EXTRAIT:

----

Le répit aura été de courte durée. Le Président Donald Trump est revenu à la charge sabre au clair. Il a rallumé de nouveau le brasier de la guerre des tarifs douaniers. Et a fait feu de tout bois sur ses principaux alliés, qui n’ont pas plié l’échine. L’UE sera taxée de 50% à la frontière américaine. Et malheur au pays qui oserait la surenchère au nom du principe de réciprocité ! La sentence, si elle se confirme, ferait l’effet d’un véritable séisme dans les relations internationales. S’agit-il d’une forme suprême dans l’art du deal géostratégique ? Comme pour signifier que ce qui ne lui appartient pas, il le prendrait par la force ? De quoi vassaliser, sinon réduire à néant, la capacité de négociation de ses partenaires et rivaux. La mesure serait-elle applicable dès le 1er juin, sachant qu’en matière de négociation, la machine communautaire – pour ne considérer que ce bloc – est très lente à la détente ?
En vérité, l’ultimatum cache mal les intentions du président américain. Il vise moins à renflouer les caisses américaines, rongées par les déficits, qu’à semer les germes de la division au sein de l’UE. Le risque de voir réagir les pays en ordre dispersé est réel. On voit déjà apparaître de véritables lignes de fracture au sein des 27. Si cette fragmentation se confirme, c’en serait fini de l’idée d’un troisième bloc – pourquoi pas l’Eurafrique – capable de faire contrepoids au condominium USA-Chine.

----

BLOC DE DONNÉES:

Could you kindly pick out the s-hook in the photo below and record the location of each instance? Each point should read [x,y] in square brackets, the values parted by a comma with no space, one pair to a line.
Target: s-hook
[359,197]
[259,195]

----

ÉNONCÉ DE L'EXERCICE: D'après l'extrait, à quel taux l'UE sera-t-elle taxée à la frontière américaine ? Le matériel ci-dessus provient d'une source distincte de celle de l'extrait.

SOLUTION DU PROBLÈME: À 50 %.